- **Problem**:
Please rewrite all the records below with "marker" changed to "dot" and everything else unchanged. Leave the pictures out of your answer.

((

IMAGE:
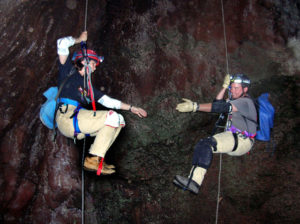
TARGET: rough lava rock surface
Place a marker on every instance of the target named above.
(156, 52)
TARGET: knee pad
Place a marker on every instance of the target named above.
(113, 119)
(203, 152)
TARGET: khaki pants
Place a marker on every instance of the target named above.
(88, 124)
(225, 144)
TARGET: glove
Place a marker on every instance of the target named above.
(226, 82)
(187, 106)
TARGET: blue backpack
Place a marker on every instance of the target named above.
(47, 111)
(265, 117)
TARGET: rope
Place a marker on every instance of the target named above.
(227, 71)
(82, 184)
(83, 150)
(225, 40)
(85, 19)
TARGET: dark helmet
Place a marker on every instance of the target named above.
(240, 78)
(91, 55)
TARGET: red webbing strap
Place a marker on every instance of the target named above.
(92, 96)
(100, 167)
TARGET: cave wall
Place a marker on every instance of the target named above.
(156, 52)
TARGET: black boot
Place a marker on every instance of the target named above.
(186, 184)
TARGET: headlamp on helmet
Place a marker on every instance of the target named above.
(241, 79)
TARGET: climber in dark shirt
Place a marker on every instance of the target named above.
(236, 140)
(104, 125)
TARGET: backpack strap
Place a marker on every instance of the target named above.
(72, 72)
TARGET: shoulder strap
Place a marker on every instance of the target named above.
(72, 72)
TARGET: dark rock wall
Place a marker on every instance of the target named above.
(156, 52)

))

- **Exercise solution**:
IMAGE:
TARGET: rough lava rock surface
Place a dot on every instance of the target named above.
(156, 52)
TARGET: knee pad
Place a dot on every instance of the target named above.
(113, 119)
(203, 152)
TARGET: khaki pants
Place a dot on every instance of the target named above.
(88, 124)
(225, 144)
TARGET: glove
Place a dot on every instance of the target named above.
(226, 82)
(187, 106)
TARGET: blue backpack
Place a dot on every instance of the target named above.
(47, 111)
(265, 117)
TARGET: rope
Place a dot on every instance of the target named above.
(227, 71)
(82, 184)
(83, 150)
(225, 40)
(85, 19)
TARGET: dark helmet
Place a dot on every instance of the target named above.
(240, 78)
(91, 55)
TARGET: red webbing strap
Place a dot on every instance of the target named above.
(92, 96)
(100, 167)
TARGET: cave wall
Place a dot on every instance of the target named above.
(156, 52)
TARGET: black boot
Place a dot on every instance of the target named above.
(186, 184)
TARGET: headlamp on helmet
Place a dot on every instance of the target named above.
(241, 79)
TARGET: climber in dark shirt
Place a dot on every instance of the target named above.
(236, 140)
(104, 125)
TARGET: backpack strap
Place a dot on every instance of the target named above.
(72, 72)
TARGET: shoulder strap
Place a dot on every instance of the target named above.
(72, 72)
TARGET: dark rock wall
Place a dot on every instance of the target named above.
(156, 52)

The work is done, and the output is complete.